EXTRACTED RECORDS section start

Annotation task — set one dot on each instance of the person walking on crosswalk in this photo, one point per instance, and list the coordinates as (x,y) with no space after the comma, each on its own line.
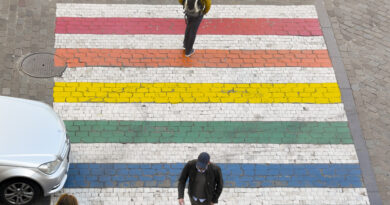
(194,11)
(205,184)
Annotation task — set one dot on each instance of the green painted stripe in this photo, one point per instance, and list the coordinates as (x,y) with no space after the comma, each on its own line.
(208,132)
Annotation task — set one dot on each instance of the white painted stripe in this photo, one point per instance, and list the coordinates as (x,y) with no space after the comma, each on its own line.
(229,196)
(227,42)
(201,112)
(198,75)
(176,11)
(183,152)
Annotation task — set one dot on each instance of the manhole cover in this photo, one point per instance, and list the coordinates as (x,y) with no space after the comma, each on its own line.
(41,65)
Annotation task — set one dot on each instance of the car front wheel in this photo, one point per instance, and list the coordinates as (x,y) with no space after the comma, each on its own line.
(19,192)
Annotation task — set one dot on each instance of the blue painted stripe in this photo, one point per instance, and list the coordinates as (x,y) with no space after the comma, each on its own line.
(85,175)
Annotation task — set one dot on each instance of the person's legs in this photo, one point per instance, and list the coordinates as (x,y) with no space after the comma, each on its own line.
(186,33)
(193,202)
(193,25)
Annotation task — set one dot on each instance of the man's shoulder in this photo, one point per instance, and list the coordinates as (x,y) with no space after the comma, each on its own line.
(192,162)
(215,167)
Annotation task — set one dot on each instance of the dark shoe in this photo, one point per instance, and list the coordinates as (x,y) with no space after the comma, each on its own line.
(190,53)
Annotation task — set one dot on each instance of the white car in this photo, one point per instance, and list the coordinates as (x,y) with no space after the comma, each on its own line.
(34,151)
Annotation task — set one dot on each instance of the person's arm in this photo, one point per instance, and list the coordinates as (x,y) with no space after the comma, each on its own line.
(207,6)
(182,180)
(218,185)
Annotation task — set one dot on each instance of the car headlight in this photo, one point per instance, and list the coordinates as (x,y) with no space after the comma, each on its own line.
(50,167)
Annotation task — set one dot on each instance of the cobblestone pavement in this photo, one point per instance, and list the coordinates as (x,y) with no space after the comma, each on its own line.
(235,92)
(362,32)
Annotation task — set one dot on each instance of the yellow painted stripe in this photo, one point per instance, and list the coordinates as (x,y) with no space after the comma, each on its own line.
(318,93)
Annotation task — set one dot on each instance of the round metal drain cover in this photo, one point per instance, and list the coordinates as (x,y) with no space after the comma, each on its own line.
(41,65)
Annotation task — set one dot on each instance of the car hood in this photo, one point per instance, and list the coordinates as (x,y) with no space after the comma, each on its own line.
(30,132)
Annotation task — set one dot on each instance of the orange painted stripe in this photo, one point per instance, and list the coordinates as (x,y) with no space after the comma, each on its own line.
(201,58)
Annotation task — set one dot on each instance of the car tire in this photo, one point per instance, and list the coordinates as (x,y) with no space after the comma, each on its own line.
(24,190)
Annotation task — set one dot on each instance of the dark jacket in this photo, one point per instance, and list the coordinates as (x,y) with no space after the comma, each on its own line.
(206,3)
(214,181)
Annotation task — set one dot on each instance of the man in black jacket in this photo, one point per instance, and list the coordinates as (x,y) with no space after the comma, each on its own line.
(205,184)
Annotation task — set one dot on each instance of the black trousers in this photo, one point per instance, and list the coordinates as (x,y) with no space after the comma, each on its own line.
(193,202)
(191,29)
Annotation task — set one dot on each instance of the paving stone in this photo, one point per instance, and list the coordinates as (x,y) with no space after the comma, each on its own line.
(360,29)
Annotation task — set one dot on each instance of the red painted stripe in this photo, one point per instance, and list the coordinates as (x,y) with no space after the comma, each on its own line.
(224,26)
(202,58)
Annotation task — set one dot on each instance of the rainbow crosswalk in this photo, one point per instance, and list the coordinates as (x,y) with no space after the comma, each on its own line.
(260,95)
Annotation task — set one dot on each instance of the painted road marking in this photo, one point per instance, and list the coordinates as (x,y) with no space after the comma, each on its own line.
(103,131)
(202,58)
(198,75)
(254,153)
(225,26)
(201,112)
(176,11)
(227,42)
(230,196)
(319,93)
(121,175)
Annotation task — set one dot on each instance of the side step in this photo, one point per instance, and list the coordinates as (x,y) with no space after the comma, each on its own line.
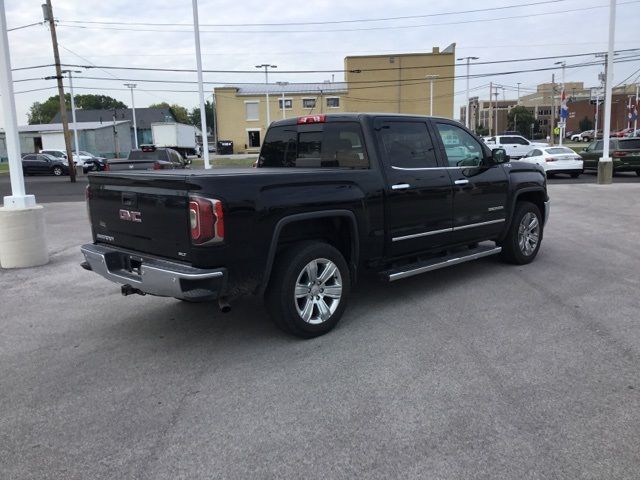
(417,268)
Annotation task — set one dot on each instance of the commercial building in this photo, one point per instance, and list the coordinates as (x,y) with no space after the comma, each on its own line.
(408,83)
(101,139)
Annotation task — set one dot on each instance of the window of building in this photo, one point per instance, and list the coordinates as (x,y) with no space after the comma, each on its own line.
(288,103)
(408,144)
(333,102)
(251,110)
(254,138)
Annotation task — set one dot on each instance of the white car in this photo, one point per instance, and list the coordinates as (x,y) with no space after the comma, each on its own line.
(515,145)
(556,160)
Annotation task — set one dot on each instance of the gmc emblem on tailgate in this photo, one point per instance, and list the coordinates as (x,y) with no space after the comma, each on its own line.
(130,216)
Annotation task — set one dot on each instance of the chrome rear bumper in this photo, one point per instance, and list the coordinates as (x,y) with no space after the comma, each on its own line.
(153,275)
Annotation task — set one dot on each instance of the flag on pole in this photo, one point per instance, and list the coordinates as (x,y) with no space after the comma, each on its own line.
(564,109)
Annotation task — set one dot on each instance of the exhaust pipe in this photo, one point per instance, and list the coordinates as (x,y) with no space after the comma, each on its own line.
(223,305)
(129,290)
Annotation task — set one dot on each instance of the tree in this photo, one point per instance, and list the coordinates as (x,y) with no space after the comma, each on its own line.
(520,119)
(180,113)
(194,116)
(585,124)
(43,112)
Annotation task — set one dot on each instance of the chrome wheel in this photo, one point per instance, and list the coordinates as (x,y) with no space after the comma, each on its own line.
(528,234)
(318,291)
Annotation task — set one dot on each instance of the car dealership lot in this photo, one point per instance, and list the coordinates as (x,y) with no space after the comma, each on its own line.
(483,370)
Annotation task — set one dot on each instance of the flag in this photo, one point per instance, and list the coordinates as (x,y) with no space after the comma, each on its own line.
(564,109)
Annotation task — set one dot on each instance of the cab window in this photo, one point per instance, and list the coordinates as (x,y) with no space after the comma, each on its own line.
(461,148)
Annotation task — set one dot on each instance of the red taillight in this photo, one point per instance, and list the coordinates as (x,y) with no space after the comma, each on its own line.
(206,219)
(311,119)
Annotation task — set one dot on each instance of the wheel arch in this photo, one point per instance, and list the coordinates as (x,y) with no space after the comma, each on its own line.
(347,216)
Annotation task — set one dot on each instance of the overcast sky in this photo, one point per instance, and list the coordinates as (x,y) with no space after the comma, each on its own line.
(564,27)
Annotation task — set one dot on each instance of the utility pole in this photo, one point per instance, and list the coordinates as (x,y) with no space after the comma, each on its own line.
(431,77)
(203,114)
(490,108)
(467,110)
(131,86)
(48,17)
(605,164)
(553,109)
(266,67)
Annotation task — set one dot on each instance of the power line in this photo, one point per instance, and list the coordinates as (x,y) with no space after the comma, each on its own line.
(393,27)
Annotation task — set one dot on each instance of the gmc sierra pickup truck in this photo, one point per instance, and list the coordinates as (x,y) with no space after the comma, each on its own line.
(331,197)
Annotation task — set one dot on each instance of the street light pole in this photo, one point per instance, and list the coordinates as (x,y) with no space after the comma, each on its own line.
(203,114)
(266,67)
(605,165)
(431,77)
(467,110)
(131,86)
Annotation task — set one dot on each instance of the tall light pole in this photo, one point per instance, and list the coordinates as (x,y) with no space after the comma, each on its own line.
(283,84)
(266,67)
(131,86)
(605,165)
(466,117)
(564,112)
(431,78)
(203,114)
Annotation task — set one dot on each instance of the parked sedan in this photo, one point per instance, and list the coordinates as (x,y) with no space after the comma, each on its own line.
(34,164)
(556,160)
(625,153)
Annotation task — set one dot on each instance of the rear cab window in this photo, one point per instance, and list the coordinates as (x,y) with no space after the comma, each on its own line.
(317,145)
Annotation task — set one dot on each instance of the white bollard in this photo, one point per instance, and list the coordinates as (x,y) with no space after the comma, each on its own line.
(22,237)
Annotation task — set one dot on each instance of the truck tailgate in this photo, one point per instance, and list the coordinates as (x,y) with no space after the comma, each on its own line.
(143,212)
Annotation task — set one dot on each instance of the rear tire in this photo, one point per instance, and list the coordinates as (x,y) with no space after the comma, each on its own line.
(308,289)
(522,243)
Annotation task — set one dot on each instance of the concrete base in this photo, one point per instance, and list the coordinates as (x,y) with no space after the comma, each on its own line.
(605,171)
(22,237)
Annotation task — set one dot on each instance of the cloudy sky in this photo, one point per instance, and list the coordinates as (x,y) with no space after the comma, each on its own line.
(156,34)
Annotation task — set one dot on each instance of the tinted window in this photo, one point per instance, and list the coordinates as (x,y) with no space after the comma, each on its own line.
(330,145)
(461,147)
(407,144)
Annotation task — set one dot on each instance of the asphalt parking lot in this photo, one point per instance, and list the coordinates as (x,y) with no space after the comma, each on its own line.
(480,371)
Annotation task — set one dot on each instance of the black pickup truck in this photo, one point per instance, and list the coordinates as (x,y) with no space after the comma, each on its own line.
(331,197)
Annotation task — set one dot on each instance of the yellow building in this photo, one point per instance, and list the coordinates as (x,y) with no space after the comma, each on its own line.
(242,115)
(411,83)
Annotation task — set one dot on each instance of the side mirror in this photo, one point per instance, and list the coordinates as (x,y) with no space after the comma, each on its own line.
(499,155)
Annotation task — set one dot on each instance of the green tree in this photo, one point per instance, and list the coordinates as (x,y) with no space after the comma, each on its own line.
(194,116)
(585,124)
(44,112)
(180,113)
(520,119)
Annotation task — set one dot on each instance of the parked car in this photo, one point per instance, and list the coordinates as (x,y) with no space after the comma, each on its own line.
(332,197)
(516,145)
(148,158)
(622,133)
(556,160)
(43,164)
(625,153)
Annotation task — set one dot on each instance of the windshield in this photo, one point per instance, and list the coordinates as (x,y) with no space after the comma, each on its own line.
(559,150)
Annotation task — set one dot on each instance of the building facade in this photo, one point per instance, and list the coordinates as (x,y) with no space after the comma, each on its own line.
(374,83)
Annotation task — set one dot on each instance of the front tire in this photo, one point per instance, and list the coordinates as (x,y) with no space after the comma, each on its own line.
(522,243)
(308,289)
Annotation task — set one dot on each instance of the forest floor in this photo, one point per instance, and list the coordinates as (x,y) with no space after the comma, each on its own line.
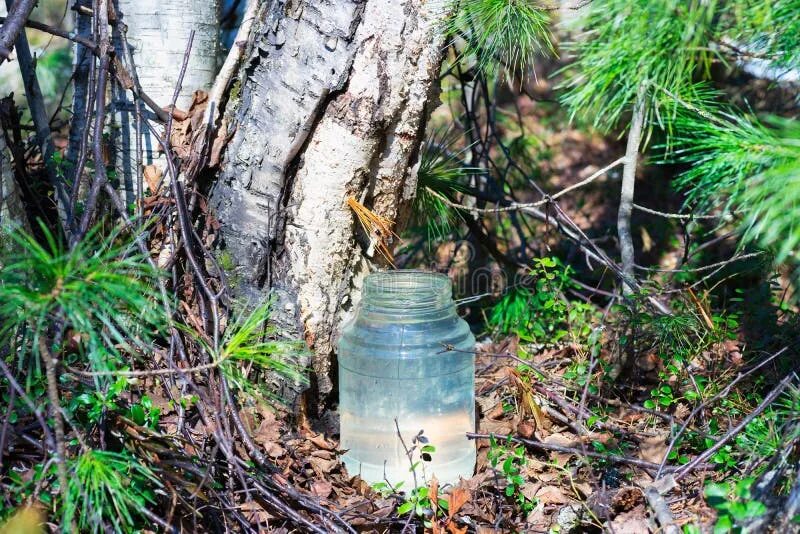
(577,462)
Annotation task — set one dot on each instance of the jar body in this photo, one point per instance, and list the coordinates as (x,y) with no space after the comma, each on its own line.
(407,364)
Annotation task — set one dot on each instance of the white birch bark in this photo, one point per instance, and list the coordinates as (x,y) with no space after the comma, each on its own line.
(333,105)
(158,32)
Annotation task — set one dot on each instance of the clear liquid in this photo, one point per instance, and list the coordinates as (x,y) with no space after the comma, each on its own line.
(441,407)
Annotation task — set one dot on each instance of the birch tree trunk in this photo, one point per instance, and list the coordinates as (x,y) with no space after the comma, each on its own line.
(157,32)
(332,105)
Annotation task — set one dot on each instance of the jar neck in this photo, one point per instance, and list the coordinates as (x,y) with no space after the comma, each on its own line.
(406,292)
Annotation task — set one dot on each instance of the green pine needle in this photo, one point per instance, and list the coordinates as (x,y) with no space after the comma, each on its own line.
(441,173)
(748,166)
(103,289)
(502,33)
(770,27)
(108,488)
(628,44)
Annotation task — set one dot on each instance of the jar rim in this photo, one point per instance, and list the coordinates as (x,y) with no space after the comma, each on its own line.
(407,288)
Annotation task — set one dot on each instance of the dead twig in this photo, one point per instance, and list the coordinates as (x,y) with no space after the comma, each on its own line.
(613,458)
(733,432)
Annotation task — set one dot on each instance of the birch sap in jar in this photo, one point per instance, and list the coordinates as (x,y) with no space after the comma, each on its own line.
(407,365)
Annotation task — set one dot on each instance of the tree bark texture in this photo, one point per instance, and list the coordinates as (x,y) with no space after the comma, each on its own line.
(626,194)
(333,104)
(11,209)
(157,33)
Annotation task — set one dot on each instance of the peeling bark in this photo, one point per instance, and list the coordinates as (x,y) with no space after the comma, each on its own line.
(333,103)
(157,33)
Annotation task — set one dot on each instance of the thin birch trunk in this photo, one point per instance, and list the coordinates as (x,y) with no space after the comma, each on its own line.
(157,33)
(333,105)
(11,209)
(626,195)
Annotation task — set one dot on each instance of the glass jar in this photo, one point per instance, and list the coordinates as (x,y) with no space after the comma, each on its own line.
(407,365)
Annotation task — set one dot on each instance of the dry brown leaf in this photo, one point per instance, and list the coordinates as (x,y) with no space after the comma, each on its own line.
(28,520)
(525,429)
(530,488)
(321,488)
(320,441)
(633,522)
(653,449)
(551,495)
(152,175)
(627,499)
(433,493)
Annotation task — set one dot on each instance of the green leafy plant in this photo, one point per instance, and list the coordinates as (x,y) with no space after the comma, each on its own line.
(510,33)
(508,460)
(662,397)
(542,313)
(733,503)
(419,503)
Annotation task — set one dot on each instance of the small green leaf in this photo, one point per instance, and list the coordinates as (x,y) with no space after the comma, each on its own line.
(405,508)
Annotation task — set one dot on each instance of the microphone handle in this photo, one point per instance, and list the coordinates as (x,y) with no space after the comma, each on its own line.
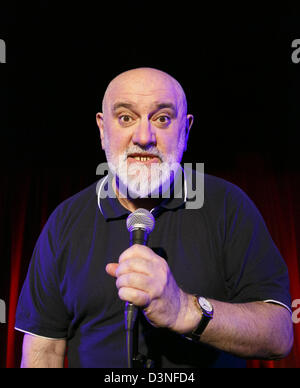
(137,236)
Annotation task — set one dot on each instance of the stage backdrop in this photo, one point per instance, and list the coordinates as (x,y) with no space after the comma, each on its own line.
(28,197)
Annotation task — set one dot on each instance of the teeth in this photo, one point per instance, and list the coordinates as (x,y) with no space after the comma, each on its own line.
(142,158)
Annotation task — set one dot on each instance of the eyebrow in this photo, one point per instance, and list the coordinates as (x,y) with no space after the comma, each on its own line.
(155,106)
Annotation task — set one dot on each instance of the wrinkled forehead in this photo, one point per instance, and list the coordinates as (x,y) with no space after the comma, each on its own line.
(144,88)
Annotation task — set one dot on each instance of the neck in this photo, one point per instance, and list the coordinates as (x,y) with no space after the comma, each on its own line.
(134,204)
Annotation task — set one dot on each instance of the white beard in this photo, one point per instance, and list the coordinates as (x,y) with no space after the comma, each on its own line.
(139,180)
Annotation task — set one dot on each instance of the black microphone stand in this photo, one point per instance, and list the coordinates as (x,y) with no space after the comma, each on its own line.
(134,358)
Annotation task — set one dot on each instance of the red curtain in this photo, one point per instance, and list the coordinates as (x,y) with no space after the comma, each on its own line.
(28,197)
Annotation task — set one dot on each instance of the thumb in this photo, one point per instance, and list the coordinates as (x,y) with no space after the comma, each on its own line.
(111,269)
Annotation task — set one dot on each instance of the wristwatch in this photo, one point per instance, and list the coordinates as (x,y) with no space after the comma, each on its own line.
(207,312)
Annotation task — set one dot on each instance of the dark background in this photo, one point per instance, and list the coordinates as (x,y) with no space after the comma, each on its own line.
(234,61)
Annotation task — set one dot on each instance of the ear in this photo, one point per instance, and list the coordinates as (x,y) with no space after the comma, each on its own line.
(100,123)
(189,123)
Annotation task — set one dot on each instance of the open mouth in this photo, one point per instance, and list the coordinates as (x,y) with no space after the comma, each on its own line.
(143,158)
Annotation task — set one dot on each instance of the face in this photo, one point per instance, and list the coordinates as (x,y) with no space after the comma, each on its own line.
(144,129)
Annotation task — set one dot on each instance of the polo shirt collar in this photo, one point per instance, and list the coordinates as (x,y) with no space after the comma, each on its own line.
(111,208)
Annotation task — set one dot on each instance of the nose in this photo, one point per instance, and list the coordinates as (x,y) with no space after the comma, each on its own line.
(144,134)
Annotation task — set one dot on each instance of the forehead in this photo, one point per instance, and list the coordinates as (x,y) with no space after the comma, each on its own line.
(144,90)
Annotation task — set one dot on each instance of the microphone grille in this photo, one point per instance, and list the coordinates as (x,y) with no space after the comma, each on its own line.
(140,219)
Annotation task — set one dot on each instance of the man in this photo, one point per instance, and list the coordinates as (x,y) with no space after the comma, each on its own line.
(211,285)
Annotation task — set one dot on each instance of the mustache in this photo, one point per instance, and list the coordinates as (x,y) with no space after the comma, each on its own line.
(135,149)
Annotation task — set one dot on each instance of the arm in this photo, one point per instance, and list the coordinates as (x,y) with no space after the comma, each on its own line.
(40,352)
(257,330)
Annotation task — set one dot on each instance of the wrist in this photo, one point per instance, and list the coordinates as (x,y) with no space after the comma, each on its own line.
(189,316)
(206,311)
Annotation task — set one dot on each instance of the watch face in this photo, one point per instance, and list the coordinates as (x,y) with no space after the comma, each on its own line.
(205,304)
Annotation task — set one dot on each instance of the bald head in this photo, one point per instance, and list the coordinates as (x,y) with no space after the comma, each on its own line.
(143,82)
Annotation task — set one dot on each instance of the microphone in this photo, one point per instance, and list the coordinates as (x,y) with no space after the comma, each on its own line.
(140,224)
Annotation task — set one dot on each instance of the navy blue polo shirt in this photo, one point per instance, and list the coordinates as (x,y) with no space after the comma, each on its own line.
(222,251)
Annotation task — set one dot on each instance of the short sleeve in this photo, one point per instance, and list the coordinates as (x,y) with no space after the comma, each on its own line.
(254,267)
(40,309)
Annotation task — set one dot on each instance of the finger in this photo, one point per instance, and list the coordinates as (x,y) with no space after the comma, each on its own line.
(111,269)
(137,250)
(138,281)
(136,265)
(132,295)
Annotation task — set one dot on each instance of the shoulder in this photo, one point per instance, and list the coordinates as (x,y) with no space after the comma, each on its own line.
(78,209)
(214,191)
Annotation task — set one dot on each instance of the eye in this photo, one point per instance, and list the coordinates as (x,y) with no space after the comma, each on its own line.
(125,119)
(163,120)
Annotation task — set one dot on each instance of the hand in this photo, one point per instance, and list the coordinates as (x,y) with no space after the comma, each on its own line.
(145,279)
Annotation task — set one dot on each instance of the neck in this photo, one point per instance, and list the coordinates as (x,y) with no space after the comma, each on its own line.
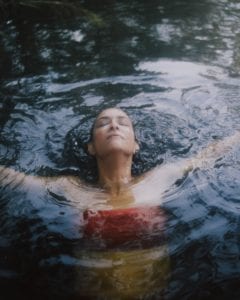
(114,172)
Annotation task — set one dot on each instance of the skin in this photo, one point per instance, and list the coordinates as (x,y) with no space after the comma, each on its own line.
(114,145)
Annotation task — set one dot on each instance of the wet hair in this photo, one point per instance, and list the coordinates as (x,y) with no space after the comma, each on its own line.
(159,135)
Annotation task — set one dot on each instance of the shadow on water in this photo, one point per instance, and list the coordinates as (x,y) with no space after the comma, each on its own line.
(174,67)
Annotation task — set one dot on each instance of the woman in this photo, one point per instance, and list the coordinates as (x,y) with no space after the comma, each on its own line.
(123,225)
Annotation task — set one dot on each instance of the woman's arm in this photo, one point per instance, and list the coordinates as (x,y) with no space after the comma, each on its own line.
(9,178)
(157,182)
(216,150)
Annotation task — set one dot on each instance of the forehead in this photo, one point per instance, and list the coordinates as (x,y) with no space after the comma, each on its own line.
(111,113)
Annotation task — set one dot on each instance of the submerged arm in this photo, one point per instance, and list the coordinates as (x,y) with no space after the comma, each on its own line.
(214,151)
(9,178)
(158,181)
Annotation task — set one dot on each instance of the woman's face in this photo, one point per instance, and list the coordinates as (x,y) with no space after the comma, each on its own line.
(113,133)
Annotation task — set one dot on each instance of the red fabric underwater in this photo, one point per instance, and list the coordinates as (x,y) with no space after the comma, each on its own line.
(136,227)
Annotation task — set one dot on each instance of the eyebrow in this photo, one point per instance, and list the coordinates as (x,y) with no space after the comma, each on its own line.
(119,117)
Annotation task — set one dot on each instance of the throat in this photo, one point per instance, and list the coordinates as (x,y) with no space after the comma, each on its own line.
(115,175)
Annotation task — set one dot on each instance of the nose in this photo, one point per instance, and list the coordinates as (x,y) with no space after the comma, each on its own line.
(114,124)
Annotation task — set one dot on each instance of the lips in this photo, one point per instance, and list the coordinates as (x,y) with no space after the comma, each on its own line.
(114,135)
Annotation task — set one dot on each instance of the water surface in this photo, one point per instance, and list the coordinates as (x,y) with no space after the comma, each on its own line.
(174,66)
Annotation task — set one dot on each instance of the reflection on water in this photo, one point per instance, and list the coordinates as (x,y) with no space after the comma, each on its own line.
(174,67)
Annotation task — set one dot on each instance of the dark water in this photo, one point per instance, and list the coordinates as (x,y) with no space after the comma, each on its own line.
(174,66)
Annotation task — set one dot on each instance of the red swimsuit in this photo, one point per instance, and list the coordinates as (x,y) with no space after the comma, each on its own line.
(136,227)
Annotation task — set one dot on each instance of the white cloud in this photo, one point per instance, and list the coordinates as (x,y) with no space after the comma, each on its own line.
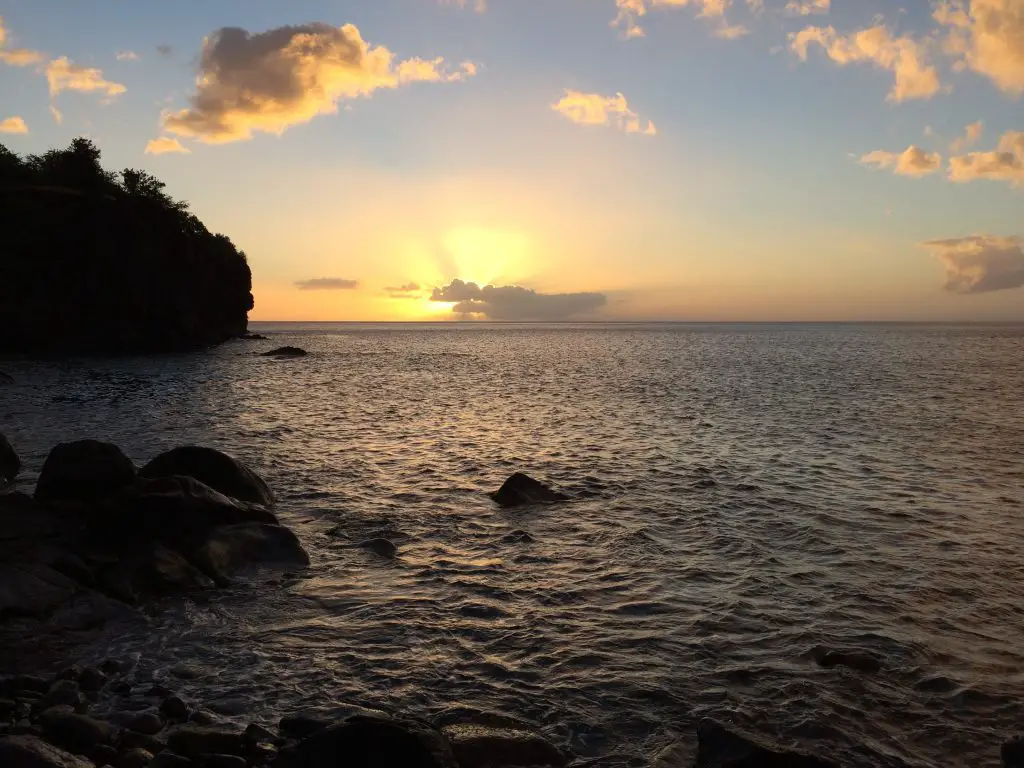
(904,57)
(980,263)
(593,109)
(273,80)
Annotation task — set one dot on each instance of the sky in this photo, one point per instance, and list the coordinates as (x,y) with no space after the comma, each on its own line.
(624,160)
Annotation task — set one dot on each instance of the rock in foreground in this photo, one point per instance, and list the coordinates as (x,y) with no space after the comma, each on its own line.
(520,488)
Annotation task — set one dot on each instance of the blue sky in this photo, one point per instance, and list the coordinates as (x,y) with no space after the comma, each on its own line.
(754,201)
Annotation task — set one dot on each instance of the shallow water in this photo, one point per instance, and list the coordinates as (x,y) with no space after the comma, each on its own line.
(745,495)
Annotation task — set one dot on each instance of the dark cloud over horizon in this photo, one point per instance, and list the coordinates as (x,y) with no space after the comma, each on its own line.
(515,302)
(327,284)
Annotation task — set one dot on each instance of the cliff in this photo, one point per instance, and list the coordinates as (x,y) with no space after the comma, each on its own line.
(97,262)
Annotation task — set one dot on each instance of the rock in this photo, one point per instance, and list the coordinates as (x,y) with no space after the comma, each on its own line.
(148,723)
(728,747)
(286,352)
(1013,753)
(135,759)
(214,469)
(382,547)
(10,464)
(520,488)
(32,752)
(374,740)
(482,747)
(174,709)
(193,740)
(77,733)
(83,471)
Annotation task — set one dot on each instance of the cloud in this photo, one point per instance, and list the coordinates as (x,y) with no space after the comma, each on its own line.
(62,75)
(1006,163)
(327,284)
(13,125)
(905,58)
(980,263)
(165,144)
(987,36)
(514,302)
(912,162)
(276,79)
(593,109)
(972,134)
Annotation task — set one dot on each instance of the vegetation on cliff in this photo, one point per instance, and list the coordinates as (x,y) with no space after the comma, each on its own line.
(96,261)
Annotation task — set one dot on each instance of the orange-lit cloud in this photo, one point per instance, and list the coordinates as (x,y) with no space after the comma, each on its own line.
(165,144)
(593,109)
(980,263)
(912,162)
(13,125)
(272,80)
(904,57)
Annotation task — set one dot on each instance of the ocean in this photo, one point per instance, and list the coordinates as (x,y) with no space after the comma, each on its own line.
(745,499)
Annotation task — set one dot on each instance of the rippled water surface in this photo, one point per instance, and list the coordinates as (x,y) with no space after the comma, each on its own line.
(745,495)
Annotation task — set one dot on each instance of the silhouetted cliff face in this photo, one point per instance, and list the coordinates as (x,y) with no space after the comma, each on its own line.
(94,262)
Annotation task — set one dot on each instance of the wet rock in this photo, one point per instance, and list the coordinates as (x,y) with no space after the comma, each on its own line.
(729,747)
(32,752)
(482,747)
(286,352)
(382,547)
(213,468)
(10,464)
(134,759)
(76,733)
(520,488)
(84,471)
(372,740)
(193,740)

EXTRACTED RECORDS section end

Repeat exactly the lines from the line containing "the wet rock" through the end of the listing above; both boundary lines are part of the output.

▶ [WRITTEN SOLUTION]
Annotation task — set one dot on each instance of the wet rock in this photo, one point per instance, and list the coordinates as (x,y) with no space after the comma, each on its own line.
(729,747)
(32,752)
(482,747)
(286,352)
(382,547)
(213,468)
(10,464)
(134,759)
(76,733)
(520,488)
(84,471)
(372,740)
(193,740)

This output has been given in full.